## Task statement
Write out every record below exactly, leaving the pictures out.

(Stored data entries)
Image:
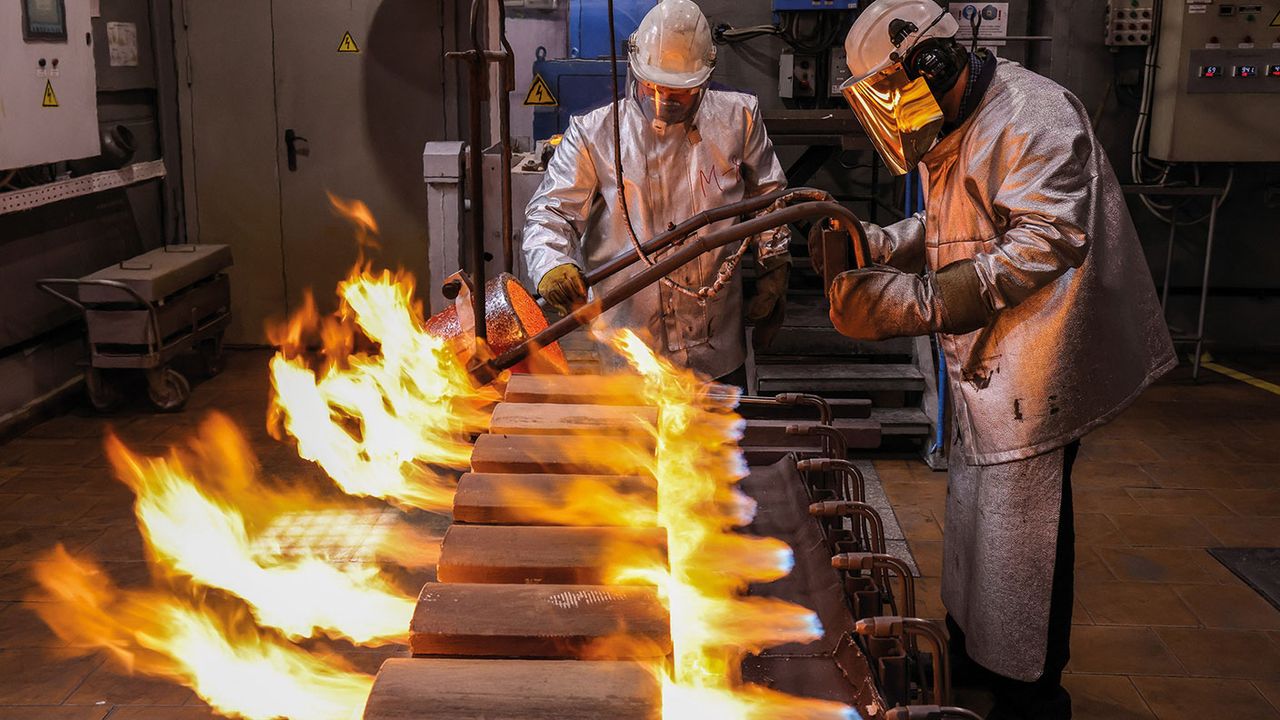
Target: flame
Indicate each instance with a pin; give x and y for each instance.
(360, 217)
(191, 532)
(696, 465)
(234, 668)
(388, 423)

## Answer section
Image:
Target: flame
Indicate each instance with a pin; give x and y for each instance.
(360, 217)
(191, 532)
(696, 465)
(234, 668)
(388, 423)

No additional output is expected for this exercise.